The input:
**********

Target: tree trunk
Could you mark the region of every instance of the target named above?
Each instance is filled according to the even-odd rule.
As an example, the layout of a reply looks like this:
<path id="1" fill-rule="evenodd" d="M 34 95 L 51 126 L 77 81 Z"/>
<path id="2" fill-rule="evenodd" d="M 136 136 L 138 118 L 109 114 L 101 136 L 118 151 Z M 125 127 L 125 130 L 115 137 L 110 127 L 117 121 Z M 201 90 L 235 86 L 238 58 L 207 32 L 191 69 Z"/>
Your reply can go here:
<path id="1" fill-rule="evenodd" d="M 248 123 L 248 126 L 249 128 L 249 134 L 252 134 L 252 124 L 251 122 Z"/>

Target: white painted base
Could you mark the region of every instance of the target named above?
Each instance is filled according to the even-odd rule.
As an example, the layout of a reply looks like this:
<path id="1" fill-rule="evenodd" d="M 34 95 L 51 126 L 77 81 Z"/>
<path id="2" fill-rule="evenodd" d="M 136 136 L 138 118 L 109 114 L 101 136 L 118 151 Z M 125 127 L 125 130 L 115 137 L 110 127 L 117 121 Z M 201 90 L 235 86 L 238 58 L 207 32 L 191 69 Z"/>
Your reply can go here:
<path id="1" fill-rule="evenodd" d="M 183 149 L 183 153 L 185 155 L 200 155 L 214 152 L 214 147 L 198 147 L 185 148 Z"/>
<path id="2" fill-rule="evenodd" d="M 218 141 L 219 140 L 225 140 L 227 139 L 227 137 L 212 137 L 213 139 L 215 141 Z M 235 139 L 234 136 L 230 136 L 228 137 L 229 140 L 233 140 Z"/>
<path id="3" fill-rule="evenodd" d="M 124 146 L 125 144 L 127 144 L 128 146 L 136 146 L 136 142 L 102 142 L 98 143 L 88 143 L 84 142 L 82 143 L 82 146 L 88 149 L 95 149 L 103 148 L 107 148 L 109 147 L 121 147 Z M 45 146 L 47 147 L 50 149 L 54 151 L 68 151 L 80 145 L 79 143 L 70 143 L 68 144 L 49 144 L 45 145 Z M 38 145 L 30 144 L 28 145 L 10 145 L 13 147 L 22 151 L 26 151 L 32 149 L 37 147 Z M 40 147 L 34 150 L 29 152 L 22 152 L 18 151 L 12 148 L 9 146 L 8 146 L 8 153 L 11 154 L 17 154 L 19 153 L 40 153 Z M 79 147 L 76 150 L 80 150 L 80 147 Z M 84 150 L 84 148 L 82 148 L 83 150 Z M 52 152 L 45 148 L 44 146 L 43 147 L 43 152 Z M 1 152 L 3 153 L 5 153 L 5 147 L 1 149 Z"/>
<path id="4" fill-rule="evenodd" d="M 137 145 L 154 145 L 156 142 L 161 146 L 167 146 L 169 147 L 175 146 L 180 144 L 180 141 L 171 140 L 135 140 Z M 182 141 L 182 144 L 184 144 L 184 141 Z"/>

**********

Task instructions: Please return every line of the data above verbatim, with no changes.

Finished exercise:
Target: tree trunk
Could you mark the region of every instance of the target named above?
Each instance is filled according to the even-odd rule.
As an example, the layout of a reply looks like this:
<path id="1" fill-rule="evenodd" d="M 34 95 L 51 126 L 77 81 Z"/>
<path id="2" fill-rule="evenodd" d="M 136 136 L 138 118 L 109 114 L 101 136 L 118 151 Z M 125 127 L 125 130 L 115 137 L 110 127 L 117 121 Z M 201 90 L 235 86 L 238 58 L 207 32 L 191 69 Z"/>
Your reply can go here:
<path id="1" fill-rule="evenodd" d="M 248 123 L 248 126 L 249 128 L 249 134 L 252 134 L 252 124 L 251 122 Z"/>

Target: white painted base
Could you mark the region of every instance of the target named above?
Each instance is filled according to the even-odd rule.
As an example, the layout of a reply looks like this:
<path id="1" fill-rule="evenodd" d="M 34 95 L 51 126 L 77 81 Z"/>
<path id="2" fill-rule="evenodd" d="M 136 136 L 138 118 L 109 114 L 101 136 L 118 151 Z M 125 127 L 125 130 L 115 137 L 110 127 L 117 121 Z M 201 90 L 235 86 L 238 58 L 207 32 L 191 69 Z"/>
Your reply can go here:
<path id="1" fill-rule="evenodd" d="M 183 149 L 183 153 L 185 155 L 200 155 L 214 152 L 214 147 L 198 147 L 185 148 Z"/>
<path id="2" fill-rule="evenodd" d="M 218 141 L 219 140 L 225 140 L 227 139 L 227 137 L 212 137 L 213 139 L 215 141 Z M 235 139 L 234 136 L 230 136 L 228 137 L 229 140 L 233 140 Z"/>
<path id="3" fill-rule="evenodd" d="M 124 146 L 125 144 L 127 144 L 128 146 L 136 146 L 136 142 L 102 142 L 98 143 L 88 143 L 84 142 L 82 143 L 82 146 L 88 149 L 95 149 L 103 148 L 107 148 L 109 147 L 121 147 Z M 45 146 L 47 147 L 50 149 L 54 151 L 68 151 L 80 145 L 79 143 L 70 143 L 68 144 L 49 144 L 45 145 Z M 38 145 L 30 144 L 28 145 L 10 145 L 13 147 L 22 151 L 26 151 L 32 149 L 37 147 Z M 40 147 L 34 150 L 29 152 L 22 152 L 18 151 L 12 148 L 9 146 L 8 146 L 8 153 L 11 154 L 17 154 L 19 153 L 40 153 Z M 79 147 L 76 150 L 80 150 L 80 147 Z M 84 150 L 84 148 L 82 148 L 83 150 Z M 52 152 L 45 148 L 44 146 L 43 147 L 43 152 Z M 1 152 L 3 153 L 5 153 L 5 147 L 1 149 Z"/>
<path id="4" fill-rule="evenodd" d="M 137 145 L 154 145 L 156 142 L 161 146 L 167 146 L 169 147 L 175 146 L 180 144 L 180 141 L 171 140 L 135 140 Z M 182 141 L 182 144 L 184 144 L 184 141 Z"/>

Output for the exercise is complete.